■ WHAT YOU HAVE TO DO ■
Which lines of the material below contain the string "lake", with case counting? Extract every such line.

■ RECORDS FOR THIS TASK ■
--*--
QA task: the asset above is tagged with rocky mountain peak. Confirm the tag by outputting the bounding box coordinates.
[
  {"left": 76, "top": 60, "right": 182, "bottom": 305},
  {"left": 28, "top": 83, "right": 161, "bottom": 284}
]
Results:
--*--
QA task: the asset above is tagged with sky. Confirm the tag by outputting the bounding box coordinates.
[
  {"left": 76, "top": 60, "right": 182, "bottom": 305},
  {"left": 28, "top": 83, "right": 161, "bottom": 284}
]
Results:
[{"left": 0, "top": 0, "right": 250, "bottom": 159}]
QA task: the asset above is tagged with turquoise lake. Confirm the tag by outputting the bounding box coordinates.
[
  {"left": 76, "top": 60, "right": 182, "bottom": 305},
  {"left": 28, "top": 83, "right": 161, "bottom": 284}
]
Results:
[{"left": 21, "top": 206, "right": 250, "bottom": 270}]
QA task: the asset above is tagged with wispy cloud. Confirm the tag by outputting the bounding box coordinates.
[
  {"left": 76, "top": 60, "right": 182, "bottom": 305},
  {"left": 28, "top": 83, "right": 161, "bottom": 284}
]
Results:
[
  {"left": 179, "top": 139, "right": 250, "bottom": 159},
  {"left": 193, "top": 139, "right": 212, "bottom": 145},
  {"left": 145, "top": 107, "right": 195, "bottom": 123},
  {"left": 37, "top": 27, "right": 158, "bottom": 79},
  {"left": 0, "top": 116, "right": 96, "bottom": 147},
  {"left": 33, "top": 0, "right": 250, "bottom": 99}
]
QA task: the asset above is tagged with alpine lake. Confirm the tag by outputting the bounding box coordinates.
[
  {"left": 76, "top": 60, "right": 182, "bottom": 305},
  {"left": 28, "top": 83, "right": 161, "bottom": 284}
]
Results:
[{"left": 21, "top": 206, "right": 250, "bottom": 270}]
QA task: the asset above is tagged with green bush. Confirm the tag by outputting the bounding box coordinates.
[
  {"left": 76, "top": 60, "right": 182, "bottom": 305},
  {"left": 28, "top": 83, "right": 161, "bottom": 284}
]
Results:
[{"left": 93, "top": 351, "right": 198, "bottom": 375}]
--*--
■ WORKED ANSWER ■
QA task: the asset above is tagged with turquoise lake. Confirm the tag by outputting the bounding box coordinates.
QA task: the asset above is tagged with alpine lake. Confirm the tag by outputting the bounding box coordinates.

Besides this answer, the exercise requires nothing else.